======== Selected text

Might be a cultural US thing, but this is something my wife does a lot and I see a lot of people doing. It's one of those things that might not make sense if you don't have kids.

3 comments

I have kids, and don't mind posting their photos. But if I did, why post at all? It just seems weird. "Here's my son, minus the face. Oh he's so cute!"
I also find it bizarre and think similarly... if you're going to cover up the person's face, why post it at all?

I have seen some people use these on dating apps where they don't want their own children's or other people's children's faces to be visible. I understand that use case a bit more from a privacy perspective.

For some, its not about the kids its about showing themselves as a parent.

For others, its about sharing with people that you know that you and your kids had a good time while providing some privacy protection for your kids. Micro-managing who can see what picture is hard, the people that know your kids get the full mental image from the picture.

================
======== Extracted material

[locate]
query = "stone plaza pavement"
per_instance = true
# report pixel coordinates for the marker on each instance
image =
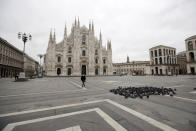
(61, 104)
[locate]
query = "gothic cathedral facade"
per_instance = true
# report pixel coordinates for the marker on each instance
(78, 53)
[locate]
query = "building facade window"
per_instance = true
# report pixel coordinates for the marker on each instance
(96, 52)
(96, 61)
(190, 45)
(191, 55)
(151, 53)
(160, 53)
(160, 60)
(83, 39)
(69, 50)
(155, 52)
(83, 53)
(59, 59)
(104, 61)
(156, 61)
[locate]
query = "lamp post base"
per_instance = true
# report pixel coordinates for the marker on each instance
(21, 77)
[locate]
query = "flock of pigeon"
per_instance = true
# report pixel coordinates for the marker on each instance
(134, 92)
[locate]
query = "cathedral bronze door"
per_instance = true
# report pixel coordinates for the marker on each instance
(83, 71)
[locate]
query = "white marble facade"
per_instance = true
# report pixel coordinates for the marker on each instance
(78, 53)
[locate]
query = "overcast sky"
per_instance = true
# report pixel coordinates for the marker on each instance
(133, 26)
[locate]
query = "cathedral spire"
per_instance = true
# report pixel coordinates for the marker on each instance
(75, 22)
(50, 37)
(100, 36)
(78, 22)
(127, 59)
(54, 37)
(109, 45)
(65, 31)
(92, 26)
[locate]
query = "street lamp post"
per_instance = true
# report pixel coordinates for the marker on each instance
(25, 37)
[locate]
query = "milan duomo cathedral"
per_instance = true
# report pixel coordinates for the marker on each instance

================
======== Extracted material

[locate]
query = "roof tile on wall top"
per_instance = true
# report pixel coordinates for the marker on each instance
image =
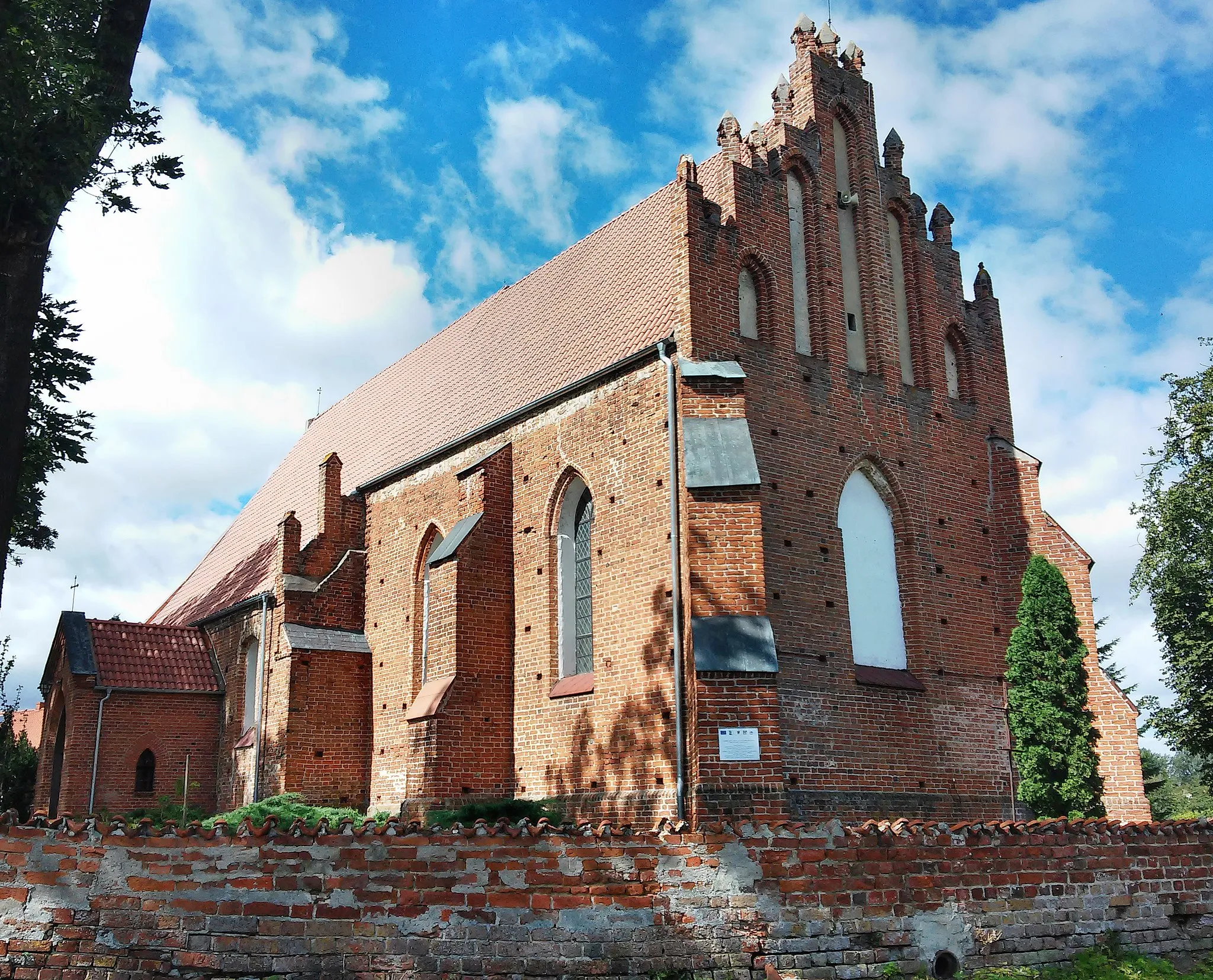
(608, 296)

================

◆ Goals ◆
**a)** From the discussion about hiding children's faces in shared photos, translate this sentence into Spanish: "I understand that use case a bit more from a privacy perspective."
**b)** Select every line in the records that contains the string "cathedral", and copy each of those lines. Case counts.
The records are unrelated to the text.

◆ Solutions for each task ◆
**a)** Entiendo un poco más ese caso de uso desde una perspectiva de privacidad.

**b)**
query = "gothic cathedral facade"
query = "cathedral bronze door"
query = "cathedral spire"
query = "milan duomo cathedral"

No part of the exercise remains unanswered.